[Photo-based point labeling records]
======
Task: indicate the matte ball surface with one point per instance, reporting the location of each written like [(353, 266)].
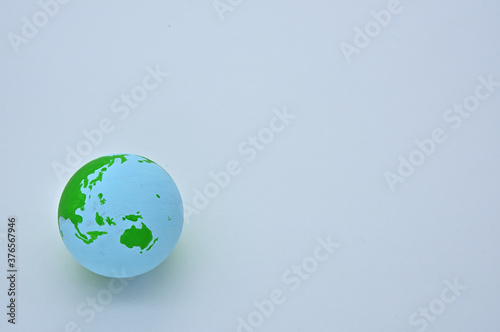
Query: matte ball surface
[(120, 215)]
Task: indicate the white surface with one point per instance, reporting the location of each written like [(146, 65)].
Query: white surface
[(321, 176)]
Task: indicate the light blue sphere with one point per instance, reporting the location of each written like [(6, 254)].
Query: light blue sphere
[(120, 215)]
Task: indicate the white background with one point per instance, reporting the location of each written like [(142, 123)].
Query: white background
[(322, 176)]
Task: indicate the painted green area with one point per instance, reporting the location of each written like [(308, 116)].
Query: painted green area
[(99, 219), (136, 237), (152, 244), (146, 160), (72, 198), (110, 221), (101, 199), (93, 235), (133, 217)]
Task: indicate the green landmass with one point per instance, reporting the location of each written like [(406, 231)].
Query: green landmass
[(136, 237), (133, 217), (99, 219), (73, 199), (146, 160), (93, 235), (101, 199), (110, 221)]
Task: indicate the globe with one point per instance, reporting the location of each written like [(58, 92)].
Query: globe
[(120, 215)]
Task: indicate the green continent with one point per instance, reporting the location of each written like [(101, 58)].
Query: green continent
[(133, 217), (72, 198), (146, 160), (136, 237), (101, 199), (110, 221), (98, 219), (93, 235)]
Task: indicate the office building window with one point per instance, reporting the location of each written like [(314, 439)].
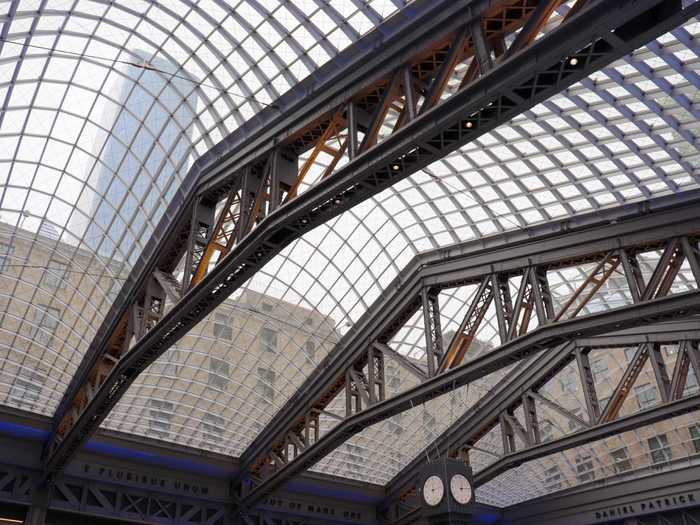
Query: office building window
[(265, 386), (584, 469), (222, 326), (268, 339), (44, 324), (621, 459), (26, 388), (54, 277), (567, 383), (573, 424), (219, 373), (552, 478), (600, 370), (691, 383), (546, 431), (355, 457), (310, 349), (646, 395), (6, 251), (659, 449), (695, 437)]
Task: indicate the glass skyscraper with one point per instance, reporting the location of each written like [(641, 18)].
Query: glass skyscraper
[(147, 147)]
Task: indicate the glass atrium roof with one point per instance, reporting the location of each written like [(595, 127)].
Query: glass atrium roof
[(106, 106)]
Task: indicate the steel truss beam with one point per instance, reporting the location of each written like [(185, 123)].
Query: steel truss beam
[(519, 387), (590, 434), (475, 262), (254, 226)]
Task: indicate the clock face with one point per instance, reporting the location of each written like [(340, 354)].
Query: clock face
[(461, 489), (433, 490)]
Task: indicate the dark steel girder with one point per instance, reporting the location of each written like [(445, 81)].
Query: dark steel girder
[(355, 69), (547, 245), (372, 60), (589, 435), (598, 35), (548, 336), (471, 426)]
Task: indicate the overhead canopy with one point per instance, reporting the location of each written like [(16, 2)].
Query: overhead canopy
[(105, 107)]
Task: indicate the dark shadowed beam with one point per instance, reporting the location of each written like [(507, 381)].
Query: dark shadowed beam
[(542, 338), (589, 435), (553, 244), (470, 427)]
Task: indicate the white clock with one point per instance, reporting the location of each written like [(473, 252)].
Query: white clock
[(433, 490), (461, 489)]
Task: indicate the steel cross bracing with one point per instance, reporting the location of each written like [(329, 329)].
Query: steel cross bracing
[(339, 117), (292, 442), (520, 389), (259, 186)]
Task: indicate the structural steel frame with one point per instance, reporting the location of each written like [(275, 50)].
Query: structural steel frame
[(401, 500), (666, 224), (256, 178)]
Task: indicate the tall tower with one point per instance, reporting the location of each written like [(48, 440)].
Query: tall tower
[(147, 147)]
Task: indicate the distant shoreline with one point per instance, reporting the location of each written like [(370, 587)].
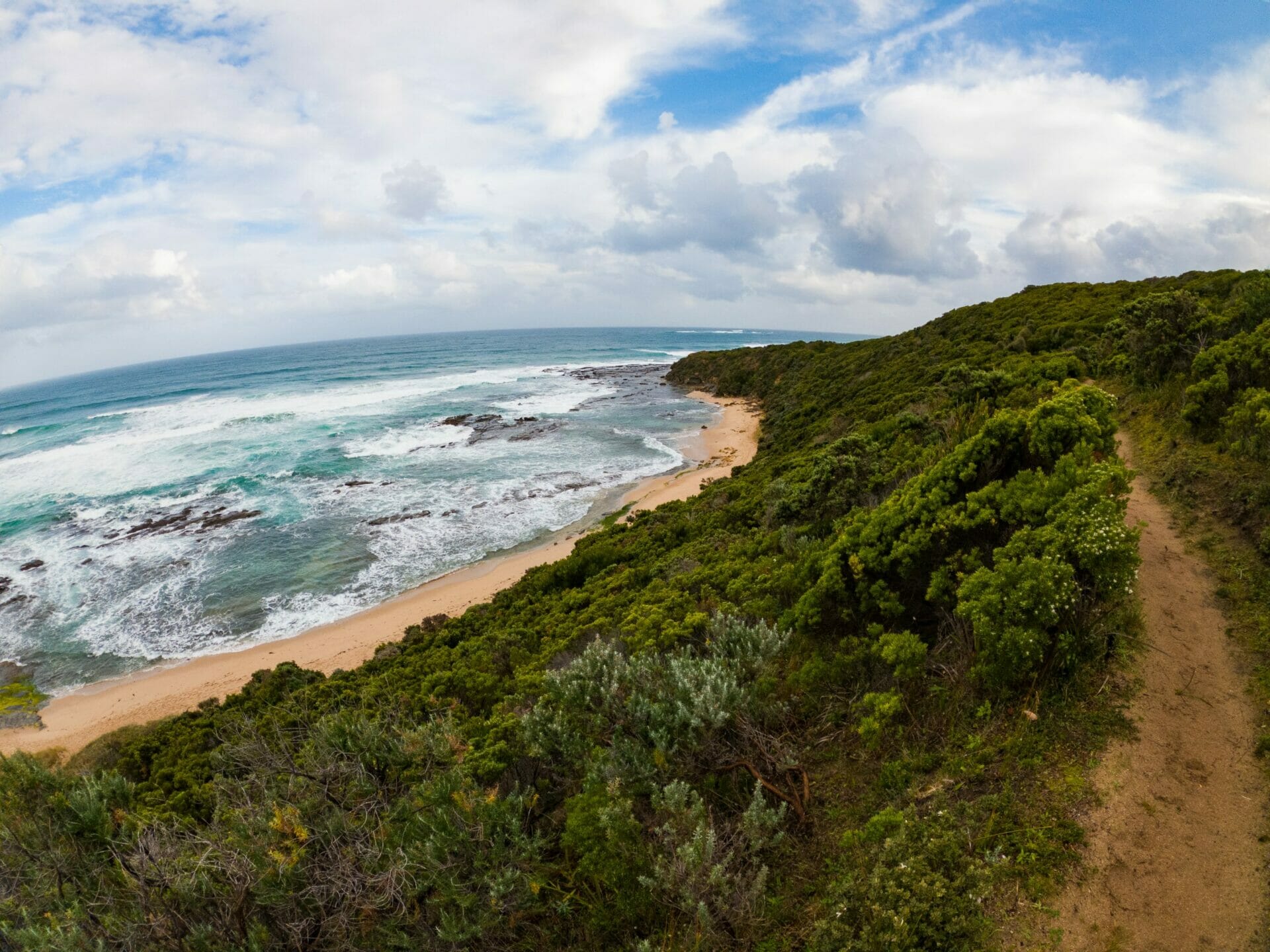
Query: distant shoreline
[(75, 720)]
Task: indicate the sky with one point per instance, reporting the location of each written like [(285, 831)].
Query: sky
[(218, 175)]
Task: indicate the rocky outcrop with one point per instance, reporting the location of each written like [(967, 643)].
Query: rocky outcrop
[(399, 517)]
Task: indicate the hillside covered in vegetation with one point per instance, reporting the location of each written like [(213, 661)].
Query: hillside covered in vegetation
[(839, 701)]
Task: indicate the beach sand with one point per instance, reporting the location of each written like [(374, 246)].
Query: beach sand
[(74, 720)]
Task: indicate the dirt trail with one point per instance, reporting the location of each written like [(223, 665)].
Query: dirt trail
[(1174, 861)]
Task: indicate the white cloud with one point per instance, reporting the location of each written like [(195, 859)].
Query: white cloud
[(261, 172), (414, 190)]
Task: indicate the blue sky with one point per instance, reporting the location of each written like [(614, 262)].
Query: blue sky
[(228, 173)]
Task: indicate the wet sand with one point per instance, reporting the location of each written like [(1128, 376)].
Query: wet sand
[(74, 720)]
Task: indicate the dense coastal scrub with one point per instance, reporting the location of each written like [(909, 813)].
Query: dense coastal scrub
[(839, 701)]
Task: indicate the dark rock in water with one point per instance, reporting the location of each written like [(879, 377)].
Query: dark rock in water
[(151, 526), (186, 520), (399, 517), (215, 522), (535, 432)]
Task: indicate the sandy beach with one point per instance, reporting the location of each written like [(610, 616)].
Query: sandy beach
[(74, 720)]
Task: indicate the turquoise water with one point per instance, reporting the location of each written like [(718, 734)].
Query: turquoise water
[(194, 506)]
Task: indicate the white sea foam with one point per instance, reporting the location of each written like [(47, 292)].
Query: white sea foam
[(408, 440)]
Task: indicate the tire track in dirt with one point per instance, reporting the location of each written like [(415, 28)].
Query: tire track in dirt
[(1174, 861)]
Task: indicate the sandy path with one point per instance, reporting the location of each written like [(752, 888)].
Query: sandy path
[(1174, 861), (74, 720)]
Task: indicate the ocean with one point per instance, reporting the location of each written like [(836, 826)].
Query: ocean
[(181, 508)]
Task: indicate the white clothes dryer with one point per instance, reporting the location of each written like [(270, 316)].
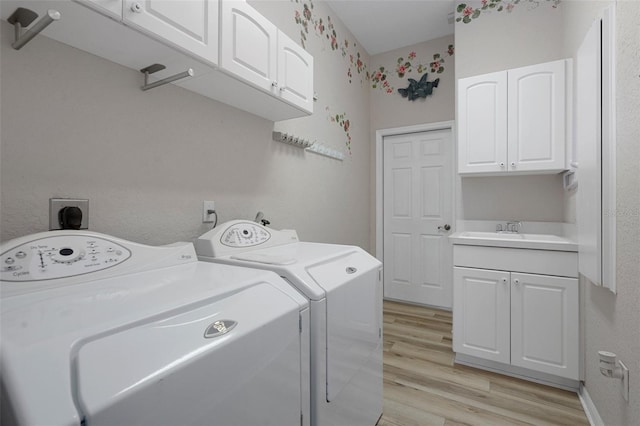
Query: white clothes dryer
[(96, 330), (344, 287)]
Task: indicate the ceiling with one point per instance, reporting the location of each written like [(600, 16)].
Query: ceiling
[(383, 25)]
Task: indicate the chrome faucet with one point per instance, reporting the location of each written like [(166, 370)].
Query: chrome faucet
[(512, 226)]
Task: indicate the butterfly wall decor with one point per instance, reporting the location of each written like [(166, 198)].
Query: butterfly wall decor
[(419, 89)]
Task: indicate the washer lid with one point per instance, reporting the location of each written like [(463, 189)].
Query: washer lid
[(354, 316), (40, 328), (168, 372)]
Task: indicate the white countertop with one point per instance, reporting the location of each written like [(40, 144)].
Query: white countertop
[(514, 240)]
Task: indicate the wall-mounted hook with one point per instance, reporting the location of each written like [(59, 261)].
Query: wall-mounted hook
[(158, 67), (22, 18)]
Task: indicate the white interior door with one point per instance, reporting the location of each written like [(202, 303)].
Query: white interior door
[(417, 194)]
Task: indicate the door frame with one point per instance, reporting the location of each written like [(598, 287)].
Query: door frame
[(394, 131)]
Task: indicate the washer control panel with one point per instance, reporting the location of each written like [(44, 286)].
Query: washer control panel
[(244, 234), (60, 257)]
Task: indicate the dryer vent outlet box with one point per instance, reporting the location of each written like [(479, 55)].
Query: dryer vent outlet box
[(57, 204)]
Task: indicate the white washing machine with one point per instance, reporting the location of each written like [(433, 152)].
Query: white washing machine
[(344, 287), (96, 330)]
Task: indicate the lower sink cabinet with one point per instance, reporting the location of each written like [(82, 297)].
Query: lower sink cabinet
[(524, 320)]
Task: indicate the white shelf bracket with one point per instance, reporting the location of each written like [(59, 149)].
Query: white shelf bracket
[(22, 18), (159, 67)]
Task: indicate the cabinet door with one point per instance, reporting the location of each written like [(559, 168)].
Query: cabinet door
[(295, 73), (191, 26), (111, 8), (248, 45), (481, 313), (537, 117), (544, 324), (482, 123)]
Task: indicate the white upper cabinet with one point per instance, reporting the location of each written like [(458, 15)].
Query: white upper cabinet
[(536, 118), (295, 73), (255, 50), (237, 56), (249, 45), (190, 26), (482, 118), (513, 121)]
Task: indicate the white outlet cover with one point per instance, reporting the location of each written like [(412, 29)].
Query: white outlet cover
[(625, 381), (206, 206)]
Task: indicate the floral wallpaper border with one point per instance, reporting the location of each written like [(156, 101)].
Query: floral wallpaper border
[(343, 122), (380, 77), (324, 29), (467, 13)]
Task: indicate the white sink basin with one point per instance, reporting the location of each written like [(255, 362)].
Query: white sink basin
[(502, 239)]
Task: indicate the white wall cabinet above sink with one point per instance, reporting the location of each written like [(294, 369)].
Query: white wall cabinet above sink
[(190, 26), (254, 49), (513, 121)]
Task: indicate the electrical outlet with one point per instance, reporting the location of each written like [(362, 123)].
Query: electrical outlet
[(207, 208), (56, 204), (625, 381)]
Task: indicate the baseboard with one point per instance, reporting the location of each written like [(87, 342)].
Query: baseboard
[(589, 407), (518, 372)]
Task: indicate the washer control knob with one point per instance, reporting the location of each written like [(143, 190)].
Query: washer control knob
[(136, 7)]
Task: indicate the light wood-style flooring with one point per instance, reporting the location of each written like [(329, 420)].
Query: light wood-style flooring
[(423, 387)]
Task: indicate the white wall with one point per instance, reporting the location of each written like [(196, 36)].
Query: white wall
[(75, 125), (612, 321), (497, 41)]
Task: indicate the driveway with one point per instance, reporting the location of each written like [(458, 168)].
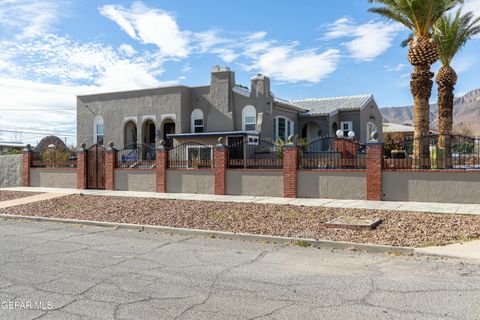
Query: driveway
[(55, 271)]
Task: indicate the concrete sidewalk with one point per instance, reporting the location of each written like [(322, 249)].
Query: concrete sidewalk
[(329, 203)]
======
Format the lines from the start through the line containing "[(106, 106)]" as a two-column CSV with the headers request and answer, one row per request, each value in a single quoted field with line breaks replaced by spaces. Leave the pictures out.

request,answer
"Task: indicate the matte ball surface with one point per instance, reporting the location of each written like [(353, 266)]. Query: matte ball surface","[(120, 215)]"
"Task: indicate the white surface with one point per instance, reporting the location of each written like [(146, 65)]. Query: white surface","[(321, 176)]"
"Task: indicate the light blue sphere with one point per instance, reporting the location of each written like [(6, 254)]. Query: light blue sphere","[(120, 215)]"
"Task: indicate the white background with one point per instance, reporting the location of each written like [(142, 123)]. Query: white background","[(322, 176)]"
"Task: indicate the painted green area with one point per instance, reporting the location of each written like [(308, 116)]. Query: painted green area","[(99, 219), (136, 237), (152, 244), (146, 160), (72, 198), (110, 221), (101, 199), (93, 235), (133, 217)]"
"Task: indicate the green landmass with one point per instance, reporting the location of each written like [(406, 231)]. Query: green landmass","[(136, 237), (133, 217), (99, 219), (73, 199), (146, 160), (93, 235), (101, 199), (110, 221)]"
"Task: indicate the globe with one point per instance, reporting the location of each written like [(58, 92)]. Query: globe","[(120, 215)]"
"Task: indicate the green continent with one point per instance, reporting the location of each written like [(101, 58)]. Query: green continent","[(133, 217), (72, 198), (146, 160), (136, 237), (101, 199), (110, 221), (98, 219), (93, 235)]"
"Task: indicate the office building window with one point per instance, reporting the location of each written like [(314, 439)]. Query: office building window","[(265, 386), (584, 469), (222, 326), (268, 339), (44, 324), (621, 459), (26, 388), (54, 277), (567, 383), (573, 424), (219, 373), (552, 478), (600, 370), (691, 383), (546, 431), (355, 457), (310, 349), (646, 395), (6, 251), (659, 449), (695, 437)]"
"Task: indicate the glass skyscraper with one point per instance, reporting the location of each written like [(641, 18)]. Query: glass skyscraper","[(147, 147)]"
"Task: indicate the glass atrium roof with one point per instance, reporting the location of each written like [(595, 127)]. Query: glass atrium roof","[(106, 106)]"